**Set of tasks**
a - List the article titles in the voting trust agreement below.
b - Go on with the voting trust agreement below, starting after its last sentence.

### Selected text ###

WHEREAS, the Stockholders desire to vest the right to vote their
respective shares of the Stock in the Trustees.
AGREEMENTS:
To accomplish the foregoing, the parties create the Trust under the
following terms and conditions:
ARTICLE I
TRANSFER OF SHARES
1.1 The Stockholders shall irrevocably transfer their respective shares of
Stock to the Trustees which shall be held by the Trustees in accordance with
this Trust.
1.2 Certificates representing the Trust's shares of Stock shall bear a
legend to the effect that such shares are issued pursuant to this Trust.
1.3 The Company's transfer agent shall be instructed by the Trustees to
note in the stock ledger of the Company that the Trust's shares of Stock are
issued pursuant to this Trust.
ARTICLE II
TRUST TERM
2.1 This Trust begins on the date first indicated above, and ends on the
date three (3) years following that date, unless earlier terminated by the
beneficial owners of at least 60% of
the Trust's shares of Stock or extended by the written agreement of the Trustees
and all of the Stockholders.
ARTICLE III
THE TRUSTEES
3.1 Xxxxxxxx Xxxxxx and Xxxxxx Xxxxxx shall be the Trustees.
3.2 Each Trustee shall have the right to appoint a successor Trustee by
his Last Will and Testament which has been duly admitted to probate or by a
written instrument signed by him, the latest in date of which shall prevail. If
any deceased Trustee shall have failed to so designate a successor, his legal
representative shall have the right to appoint a successor Trustee.

### Extracted entries ###

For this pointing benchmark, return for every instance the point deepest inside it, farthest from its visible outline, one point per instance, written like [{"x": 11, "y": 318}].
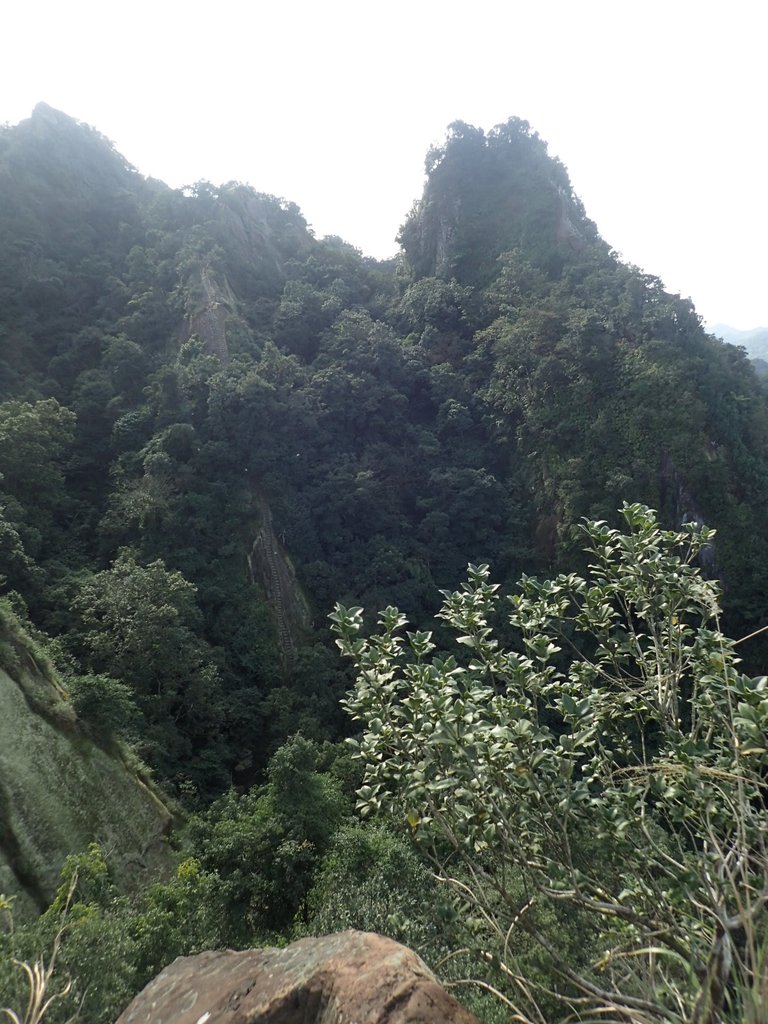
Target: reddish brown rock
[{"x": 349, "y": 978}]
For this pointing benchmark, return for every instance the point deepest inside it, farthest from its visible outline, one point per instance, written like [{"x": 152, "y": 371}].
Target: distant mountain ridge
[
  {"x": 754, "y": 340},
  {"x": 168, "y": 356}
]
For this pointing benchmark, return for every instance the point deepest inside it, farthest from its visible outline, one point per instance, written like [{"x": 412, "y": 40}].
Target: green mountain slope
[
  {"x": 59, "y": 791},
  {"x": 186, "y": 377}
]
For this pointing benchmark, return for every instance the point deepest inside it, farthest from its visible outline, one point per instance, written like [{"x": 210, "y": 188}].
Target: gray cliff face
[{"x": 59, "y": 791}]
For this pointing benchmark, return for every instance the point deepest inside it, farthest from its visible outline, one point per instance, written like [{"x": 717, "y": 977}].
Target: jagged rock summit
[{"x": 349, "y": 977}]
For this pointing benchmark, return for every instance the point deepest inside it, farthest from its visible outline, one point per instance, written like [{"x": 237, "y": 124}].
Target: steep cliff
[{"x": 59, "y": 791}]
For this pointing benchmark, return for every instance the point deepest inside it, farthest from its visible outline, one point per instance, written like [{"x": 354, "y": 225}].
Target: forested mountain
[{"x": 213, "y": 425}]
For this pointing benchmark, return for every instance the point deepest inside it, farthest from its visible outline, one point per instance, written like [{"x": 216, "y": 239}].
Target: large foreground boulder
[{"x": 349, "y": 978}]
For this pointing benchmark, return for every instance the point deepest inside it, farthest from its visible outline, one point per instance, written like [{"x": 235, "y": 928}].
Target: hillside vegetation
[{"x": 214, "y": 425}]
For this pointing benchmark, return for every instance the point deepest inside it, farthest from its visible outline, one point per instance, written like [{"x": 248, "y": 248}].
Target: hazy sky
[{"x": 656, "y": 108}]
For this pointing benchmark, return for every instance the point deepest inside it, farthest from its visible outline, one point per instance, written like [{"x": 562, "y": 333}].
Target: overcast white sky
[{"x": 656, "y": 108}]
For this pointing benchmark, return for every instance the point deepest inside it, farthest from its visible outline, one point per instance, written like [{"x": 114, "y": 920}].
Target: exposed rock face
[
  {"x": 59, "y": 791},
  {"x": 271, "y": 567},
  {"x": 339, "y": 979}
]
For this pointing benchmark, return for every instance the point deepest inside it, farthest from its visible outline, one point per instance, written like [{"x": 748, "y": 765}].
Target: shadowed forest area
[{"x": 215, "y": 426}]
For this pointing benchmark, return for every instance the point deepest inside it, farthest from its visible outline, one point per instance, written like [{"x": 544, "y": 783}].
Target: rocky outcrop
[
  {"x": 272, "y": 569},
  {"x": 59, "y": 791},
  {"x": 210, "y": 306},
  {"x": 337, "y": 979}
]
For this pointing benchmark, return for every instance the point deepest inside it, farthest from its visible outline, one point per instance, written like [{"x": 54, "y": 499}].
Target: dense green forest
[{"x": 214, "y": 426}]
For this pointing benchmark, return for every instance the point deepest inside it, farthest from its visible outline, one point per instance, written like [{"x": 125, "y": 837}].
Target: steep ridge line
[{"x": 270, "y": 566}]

###
### Extracted entries ###

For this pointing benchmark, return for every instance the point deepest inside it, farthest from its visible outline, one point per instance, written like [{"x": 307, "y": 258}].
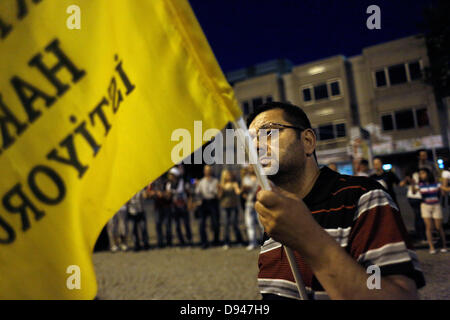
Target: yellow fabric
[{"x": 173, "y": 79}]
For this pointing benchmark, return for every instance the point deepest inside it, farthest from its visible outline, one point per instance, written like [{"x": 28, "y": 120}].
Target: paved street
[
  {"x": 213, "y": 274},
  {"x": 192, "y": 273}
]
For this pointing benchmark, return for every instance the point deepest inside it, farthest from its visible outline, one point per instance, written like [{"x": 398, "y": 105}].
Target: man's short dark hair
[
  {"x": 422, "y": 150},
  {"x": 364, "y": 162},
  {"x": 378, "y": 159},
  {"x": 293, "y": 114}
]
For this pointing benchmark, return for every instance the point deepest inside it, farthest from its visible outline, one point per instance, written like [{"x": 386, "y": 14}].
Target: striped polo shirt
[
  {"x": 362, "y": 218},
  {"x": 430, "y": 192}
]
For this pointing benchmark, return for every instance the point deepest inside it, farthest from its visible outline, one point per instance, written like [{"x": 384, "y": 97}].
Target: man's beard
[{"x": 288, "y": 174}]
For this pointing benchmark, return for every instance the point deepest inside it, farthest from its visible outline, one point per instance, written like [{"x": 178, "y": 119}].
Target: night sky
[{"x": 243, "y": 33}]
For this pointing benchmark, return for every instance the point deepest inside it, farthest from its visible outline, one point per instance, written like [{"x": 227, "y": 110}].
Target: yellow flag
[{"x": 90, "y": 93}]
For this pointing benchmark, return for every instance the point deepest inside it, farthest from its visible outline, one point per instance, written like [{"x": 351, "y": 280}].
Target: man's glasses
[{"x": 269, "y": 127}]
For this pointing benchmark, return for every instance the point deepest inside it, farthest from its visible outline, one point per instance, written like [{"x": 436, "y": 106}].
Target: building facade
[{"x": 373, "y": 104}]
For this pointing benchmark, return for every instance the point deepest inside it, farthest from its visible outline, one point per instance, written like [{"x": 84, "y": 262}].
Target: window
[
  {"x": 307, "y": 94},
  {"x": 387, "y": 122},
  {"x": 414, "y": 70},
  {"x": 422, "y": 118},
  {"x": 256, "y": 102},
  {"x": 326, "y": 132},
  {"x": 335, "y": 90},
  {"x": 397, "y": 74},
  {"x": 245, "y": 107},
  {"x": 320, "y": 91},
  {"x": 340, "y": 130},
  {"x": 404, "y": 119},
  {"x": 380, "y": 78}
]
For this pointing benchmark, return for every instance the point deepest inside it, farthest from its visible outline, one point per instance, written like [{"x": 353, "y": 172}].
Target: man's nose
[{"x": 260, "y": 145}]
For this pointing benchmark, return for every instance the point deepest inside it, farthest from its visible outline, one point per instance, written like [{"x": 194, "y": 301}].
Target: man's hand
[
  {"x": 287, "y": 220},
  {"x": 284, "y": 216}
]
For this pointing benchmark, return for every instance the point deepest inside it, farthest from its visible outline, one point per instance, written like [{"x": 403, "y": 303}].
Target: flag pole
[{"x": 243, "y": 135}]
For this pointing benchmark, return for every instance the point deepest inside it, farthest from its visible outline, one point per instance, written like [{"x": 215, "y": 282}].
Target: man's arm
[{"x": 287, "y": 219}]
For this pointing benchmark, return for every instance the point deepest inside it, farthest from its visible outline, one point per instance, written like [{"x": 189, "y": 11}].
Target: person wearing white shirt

###
### Extracted entries ###

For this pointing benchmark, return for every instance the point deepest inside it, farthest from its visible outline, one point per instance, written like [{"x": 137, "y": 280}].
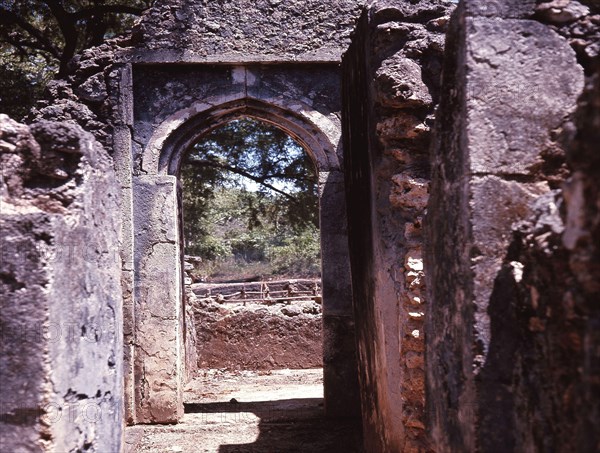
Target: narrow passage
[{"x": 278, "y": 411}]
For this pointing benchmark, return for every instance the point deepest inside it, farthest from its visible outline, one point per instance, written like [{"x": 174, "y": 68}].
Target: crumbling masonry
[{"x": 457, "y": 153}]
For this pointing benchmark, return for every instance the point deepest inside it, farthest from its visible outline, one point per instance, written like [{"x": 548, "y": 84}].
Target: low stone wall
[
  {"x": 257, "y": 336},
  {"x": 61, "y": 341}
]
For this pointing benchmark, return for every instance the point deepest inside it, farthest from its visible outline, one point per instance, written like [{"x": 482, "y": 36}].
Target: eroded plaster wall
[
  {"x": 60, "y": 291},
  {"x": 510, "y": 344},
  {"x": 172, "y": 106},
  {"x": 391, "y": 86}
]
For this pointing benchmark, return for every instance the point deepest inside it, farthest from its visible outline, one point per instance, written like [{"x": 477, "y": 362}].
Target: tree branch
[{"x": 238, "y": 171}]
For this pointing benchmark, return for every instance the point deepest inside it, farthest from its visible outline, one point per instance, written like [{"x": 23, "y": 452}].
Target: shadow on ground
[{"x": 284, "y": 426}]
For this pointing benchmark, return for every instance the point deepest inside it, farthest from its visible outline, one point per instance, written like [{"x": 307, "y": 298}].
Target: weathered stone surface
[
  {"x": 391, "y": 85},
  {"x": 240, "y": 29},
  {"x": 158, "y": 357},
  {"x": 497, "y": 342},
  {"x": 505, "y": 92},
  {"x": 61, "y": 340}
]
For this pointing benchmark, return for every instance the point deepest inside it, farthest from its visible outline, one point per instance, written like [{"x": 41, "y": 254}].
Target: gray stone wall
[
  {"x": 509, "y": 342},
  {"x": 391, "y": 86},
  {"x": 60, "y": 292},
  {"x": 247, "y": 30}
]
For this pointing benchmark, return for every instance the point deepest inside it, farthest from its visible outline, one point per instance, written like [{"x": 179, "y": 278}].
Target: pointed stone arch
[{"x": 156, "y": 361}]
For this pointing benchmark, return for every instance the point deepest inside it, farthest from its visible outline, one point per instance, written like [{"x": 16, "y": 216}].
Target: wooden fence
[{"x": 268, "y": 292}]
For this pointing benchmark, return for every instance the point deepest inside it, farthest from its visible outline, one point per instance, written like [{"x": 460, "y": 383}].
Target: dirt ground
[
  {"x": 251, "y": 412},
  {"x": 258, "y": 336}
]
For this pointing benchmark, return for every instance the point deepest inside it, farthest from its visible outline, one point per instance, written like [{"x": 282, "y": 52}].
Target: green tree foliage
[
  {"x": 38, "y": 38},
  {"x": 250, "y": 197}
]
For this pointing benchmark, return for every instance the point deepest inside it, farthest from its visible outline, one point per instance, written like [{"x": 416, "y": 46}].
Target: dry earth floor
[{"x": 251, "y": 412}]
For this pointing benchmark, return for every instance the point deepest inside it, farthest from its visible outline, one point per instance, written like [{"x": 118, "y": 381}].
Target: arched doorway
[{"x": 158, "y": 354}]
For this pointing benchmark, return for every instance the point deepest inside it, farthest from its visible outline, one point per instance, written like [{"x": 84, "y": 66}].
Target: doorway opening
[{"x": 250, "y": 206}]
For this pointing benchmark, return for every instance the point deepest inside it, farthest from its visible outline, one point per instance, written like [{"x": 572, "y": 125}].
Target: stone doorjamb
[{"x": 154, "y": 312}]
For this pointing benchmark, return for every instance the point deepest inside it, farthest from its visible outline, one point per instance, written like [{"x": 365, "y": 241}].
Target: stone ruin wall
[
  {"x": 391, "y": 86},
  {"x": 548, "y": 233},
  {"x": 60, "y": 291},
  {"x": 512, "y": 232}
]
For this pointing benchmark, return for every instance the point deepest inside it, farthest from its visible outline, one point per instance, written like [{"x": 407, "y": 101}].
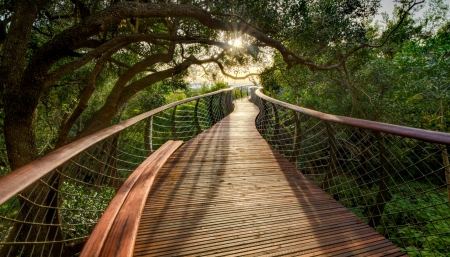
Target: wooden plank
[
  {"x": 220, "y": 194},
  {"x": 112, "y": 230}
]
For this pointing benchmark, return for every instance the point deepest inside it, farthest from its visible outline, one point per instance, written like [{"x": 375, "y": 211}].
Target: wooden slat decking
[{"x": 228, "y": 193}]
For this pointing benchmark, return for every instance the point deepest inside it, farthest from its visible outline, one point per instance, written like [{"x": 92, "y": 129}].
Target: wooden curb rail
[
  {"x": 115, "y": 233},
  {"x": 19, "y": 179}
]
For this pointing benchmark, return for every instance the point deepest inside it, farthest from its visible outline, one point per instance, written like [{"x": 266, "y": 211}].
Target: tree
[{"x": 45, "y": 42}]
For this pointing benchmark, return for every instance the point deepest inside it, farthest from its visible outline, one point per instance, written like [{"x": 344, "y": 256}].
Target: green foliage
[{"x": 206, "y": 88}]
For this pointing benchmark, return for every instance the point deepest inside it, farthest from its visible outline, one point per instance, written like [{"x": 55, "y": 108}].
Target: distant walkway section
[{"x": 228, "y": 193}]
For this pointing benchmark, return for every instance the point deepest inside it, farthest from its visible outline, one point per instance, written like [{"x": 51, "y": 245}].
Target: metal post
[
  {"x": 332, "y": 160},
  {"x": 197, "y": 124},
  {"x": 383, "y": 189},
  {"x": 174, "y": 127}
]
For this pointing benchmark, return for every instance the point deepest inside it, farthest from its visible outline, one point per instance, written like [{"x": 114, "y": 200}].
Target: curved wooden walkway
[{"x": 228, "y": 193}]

###

**Results of the exercise**
a -
TRANSFER OF SHARES
TRUST TERM
THE TRUSTEES

b -
3.3 A Trustee may resign at any time by a written instrument signed by
such Trustee.
3.4 No Trustee shall be required to obtain the order of any court to
exercise any power or discretion under this Trust and shall not be required to
file any accounting with any public official. The Trustees shall, however,
maintain accurate records concerning the Trust, which shall be open to
inspection by any Stockholder, at the Stockholder's expense, during normal
business hours.
3.5 If only one Trustee shall at any time be serving as such and no
successor Trustee has been appointed to fill the vacant Trustee position as
otherwise provided herein, the Stockholders beneficially owning a majority in
interest in the Trust's shares of Stock may appoint a successor Trustee.
ARTICLE IV
VOTING, DISTRIBUTIONS, NEW SHARES OF STOCK
4.1 The right and manner of voting the Trust's shares of Stock shall be
divided two-thirds to Xxxxxxxx Xxxxxx or his successor and one-third to Xxxxxx
Xxxxxx or his successor, if both Trustees shall then be serving as such. If
there shall at any time be only one Trustee, and no successor Trustee has been
appointed to fill the vacant Trustee position as provided herein, such Trustee
shall have the authority to direct the right and manner of voting of all of the
Trust's shares of Stock.
4.2 During the Trust's term, the Trustees shall be entitled exclusively to
vote the Trust's shares of Stock at any annual or special meeting of the
Company's stockholders or to consent to any action of the Company's stockholders
taken without meeting.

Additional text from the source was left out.